▸ GIVEN INSTRUCTION
Count how many lines of the records contain the string "below", matching case exactly, and give only that number.

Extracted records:
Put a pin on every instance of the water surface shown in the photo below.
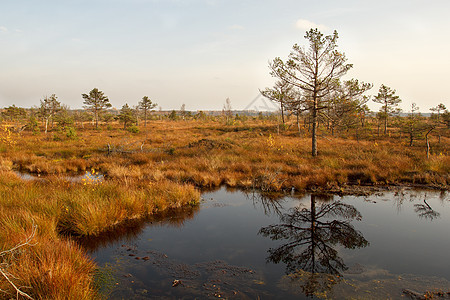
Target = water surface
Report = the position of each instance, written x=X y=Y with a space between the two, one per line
x=245 y=246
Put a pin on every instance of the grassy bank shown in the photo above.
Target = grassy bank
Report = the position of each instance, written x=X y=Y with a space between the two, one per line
x=50 y=265
x=208 y=154
x=156 y=169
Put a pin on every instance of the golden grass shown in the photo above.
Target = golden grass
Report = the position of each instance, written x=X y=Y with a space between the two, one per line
x=156 y=170
x=53 y=266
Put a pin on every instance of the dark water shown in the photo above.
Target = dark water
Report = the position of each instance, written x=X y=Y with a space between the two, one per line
x=244 y=246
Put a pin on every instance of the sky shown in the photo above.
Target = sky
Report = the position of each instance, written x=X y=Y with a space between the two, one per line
x=201 y=52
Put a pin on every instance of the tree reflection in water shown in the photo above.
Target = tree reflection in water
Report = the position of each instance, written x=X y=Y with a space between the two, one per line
x=311 y=235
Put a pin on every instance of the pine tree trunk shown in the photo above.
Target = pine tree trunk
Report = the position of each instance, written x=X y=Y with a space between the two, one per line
x=314 y=129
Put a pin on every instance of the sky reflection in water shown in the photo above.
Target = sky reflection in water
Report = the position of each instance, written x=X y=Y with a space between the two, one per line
x=240 y=245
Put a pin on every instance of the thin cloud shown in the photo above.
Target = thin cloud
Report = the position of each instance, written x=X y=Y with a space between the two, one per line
x=303 y=24
x=236 y=27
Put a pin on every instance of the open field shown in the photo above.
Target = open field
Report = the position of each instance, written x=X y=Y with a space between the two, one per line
x=162 y=167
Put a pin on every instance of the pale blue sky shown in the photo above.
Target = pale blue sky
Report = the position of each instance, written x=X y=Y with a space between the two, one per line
x=199 y=52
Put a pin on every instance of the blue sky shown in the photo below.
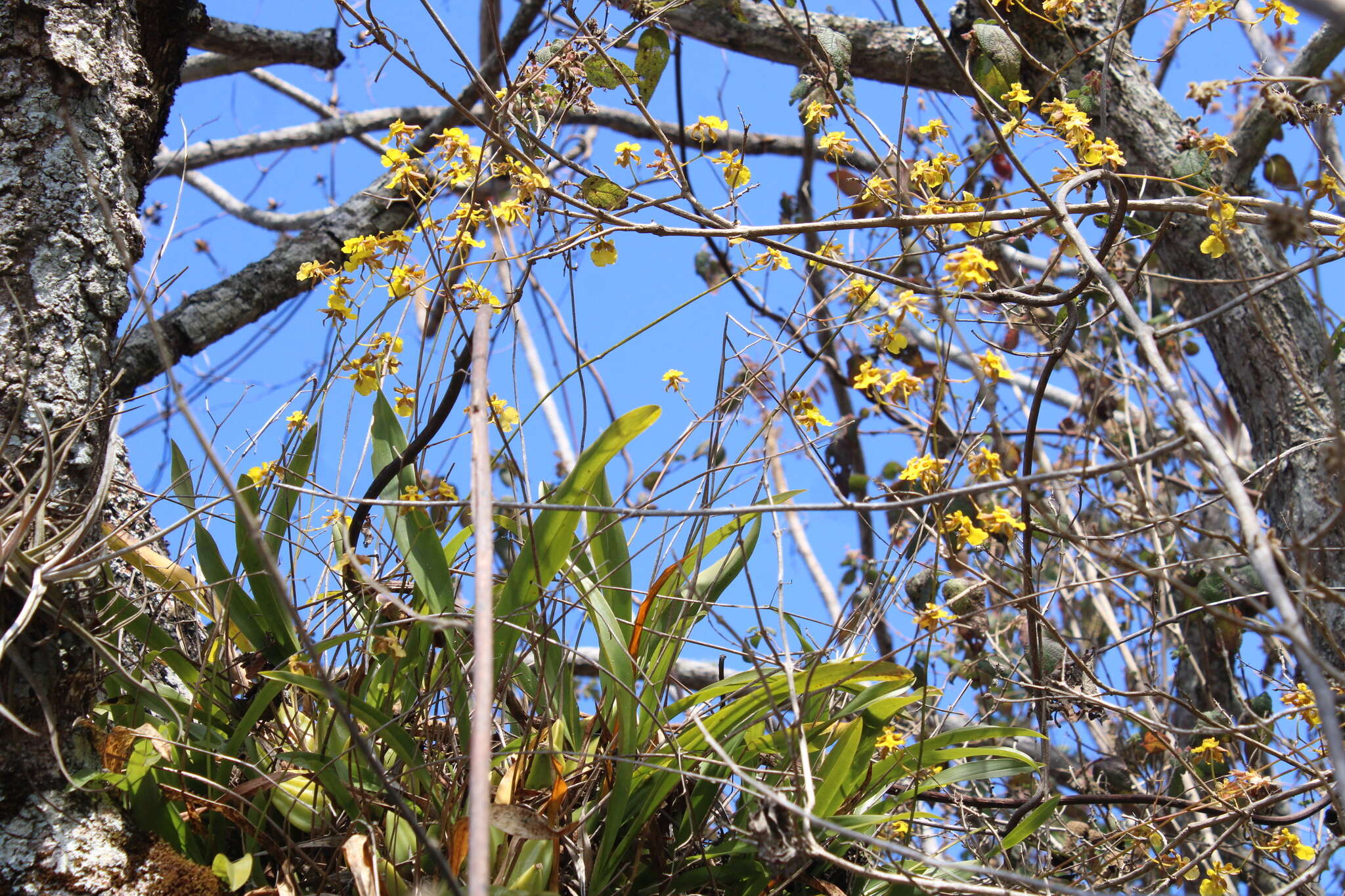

▸ ANSWER TO THIS TASK
2